▸ **Text excerpt**:
* START *
This case study is located in the Worsley area of NW Alberta, about 100 km north of Grand Prairie (see Figure 2). Oil production comes from the Triassic-aged Charlie Lake Formation. Figure 3 shows the area of interest. The pool was discovered in 1996 and was initially developed with vertical wells. All wells require hydraulic fracturing to produce, and the pool is considered a tight oil play. In 2007, Birchcliff Energy purchased the pool and focussed their drilling on pool extensions with multi-stage, hydraulically fractured horizontal wells both in the SE end and in the NW end of the existing pool. This article will focus on the NW end of the pool, where two proprietary 3Ds were acquired by Birchcliff Energy in 2011 and 2014. The merged outline of the two 3Ds is shown in the green outline in Figure 3. Even though the 3D seismic was not expected to resolve the thin sweet spot of the reservoir, an economic case was made justifying the acquisition of the 3Ds by aiding and improving the ability of the horizontal well bores to stay in zone. A number of horizontal wells were drilled before the acquisition of the 3Ds with mixed results.

Fig. 02
Figure 2. Map of Alberta with the red star showing the location of the Worsley Field.
Fig. 03
Figure 3. Well base map showing the well control and the outline of the proprietary 3Ds in green.

The Charlie Lake (CLLK) Formation is a bioturbated, dolomitic sandstone of about 55 m thickness (Mossop, G. and Shetsen, I., 1994). The horizontal wells in the NW end of the pool targeted the thin sand interval highlighted in yellow in Figure 4. Because the wells were hydraulically fractured, production was also expected to come from tighter intervals of the Charlie Lake above and below the yellow sand. Below the Charlie Lake is the organically rich Doig Phosphate Formation highlighted in purple. The Doig Phosphate is a well-known source rock in NW Alberta. Above the Charlie Lake (highlighted in brown in Figure 4) is the Jurassic-age Nordegg Member, also a potential source rock in NW Alberta (Riediger, C.L., 1990).

Fig. 04
Figure 4. Type log from the Worsley Field. The Charlie Lake Formation (CLLK) is sandwiched between the Nordegg Member (highlighted in red) and the Doig Phosphate unit (highlighted in purple). Both the Nordegg and the Doig Phosphate are considered source rocks in NW Alberta. The horizontal wells target the CLLK A Sand member shown in yellow.
* END *
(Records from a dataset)
* START *
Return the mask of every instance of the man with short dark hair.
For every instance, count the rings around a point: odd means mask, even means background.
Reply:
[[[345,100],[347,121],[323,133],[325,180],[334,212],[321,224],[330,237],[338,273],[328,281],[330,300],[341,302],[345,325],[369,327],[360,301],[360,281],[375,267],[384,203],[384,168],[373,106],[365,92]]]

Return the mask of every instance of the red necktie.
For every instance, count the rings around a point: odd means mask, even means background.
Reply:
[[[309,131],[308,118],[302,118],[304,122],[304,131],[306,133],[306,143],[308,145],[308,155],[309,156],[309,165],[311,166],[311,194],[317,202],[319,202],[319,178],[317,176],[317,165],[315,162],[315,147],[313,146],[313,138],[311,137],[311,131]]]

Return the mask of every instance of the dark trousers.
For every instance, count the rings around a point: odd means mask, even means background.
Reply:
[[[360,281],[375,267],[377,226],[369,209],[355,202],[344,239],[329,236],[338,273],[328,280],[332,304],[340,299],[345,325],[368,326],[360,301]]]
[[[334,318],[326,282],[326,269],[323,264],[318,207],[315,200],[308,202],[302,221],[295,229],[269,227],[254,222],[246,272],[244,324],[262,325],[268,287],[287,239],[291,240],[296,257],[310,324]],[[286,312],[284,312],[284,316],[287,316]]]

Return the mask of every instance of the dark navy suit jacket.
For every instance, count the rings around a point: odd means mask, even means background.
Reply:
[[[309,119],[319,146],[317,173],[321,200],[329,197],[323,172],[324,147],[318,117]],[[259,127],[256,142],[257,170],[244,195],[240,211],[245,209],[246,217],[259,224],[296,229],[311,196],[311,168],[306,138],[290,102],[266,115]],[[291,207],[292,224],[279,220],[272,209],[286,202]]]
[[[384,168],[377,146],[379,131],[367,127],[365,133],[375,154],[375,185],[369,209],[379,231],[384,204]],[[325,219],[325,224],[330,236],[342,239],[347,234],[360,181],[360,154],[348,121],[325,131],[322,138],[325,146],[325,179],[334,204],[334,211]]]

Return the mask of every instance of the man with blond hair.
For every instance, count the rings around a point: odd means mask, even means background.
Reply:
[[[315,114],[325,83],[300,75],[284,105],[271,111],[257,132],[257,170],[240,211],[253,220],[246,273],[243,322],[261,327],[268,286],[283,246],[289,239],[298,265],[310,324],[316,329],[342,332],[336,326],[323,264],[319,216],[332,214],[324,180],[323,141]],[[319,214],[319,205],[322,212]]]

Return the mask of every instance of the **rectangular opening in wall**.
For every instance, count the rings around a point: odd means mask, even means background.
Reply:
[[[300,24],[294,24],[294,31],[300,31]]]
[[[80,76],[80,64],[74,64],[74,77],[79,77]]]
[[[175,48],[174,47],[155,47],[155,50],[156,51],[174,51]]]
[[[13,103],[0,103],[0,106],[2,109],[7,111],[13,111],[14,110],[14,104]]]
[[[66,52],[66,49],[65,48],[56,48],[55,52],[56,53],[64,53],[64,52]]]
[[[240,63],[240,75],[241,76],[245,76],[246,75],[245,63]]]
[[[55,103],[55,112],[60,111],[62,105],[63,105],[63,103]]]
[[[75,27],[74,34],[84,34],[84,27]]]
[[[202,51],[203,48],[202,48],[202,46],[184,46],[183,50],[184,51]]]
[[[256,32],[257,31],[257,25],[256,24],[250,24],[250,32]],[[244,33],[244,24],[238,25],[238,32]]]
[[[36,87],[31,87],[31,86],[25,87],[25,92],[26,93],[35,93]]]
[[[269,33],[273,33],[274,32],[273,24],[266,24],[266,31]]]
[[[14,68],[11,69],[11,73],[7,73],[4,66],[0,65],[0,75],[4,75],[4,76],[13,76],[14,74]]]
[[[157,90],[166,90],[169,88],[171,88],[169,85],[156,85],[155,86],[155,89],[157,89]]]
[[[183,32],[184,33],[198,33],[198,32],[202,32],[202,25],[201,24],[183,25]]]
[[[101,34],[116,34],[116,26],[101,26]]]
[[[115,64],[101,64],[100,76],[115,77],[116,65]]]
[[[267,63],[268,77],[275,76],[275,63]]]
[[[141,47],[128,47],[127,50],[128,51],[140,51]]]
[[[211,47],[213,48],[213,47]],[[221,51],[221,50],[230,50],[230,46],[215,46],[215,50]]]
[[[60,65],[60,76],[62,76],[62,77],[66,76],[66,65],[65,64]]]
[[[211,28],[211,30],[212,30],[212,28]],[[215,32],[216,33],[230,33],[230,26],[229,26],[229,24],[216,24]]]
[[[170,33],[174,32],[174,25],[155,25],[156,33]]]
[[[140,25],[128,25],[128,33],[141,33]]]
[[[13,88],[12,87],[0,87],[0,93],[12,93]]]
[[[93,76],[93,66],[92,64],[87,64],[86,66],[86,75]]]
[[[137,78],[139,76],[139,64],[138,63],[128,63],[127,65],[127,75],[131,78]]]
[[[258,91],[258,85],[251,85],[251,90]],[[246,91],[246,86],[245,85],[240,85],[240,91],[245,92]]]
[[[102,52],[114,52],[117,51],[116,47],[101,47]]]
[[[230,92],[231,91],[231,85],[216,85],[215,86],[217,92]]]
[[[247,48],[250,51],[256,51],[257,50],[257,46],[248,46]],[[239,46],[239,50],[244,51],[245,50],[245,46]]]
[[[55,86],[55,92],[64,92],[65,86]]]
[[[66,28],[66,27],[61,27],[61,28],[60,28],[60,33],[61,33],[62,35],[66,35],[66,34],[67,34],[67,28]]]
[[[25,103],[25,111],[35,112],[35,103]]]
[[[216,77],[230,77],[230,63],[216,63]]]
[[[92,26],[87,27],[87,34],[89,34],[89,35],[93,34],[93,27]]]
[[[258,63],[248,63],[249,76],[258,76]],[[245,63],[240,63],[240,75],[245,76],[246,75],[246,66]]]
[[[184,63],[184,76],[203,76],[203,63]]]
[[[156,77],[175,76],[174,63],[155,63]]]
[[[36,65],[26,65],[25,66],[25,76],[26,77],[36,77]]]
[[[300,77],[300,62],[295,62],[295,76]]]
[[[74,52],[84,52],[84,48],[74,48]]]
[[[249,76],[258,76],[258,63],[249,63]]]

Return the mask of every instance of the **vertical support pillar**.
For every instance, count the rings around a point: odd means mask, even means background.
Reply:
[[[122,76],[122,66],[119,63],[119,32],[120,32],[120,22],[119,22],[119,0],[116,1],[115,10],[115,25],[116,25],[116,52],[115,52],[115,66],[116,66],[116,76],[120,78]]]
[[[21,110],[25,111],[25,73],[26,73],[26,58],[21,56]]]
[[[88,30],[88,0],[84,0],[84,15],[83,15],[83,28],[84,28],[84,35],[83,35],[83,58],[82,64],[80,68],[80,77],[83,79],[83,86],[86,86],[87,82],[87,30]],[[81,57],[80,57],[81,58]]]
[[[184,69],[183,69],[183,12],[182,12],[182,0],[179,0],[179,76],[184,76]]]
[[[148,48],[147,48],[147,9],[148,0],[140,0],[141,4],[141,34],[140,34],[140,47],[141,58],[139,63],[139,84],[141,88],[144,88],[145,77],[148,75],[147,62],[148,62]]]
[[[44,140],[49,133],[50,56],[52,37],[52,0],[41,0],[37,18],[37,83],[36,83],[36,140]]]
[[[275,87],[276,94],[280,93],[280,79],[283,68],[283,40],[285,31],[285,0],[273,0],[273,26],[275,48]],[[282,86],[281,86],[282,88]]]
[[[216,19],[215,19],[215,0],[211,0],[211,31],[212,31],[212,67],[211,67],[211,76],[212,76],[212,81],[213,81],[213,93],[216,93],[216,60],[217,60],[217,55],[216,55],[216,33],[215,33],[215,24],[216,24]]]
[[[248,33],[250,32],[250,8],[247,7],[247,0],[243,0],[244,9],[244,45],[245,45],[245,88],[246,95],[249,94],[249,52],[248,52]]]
* END *
▸ **What this exercise asks**:
• A. Rewrite the paragraph of the Worsley case study that begins "The Charlie Lake (CLLK) Formation" as a short bulleted list that keeps its main facts.
• B. Filter the rows above, keeping every line that contains the word "dark".

▸ **Task solutions**:
• A.
- The Charlie Lake Formation is a bioturbated, dolomitic sandstone about 55 m thick.
- Horizontal wells in the NW end of the pool targeted a thin sand interval, highlighted in yellow in Figure 4.
- Because the wells were hydraulically fractured, production was also expected from tighter Charlie Lake intervals above and below that sand.
- Below the Charlie Lake lies the organically rich Doig Phosphate Formation, a well-known source rock in NW Alberta.
- Above it lies the Jurassic-age Nordegg Member, also a potential source rock in NW Alberta.

• B.
Return the mask of every instance of the man with short dark hair.
Return the mask of every instance of the dark trousers.
Return the mask of every instance of the dark navy suit jacket.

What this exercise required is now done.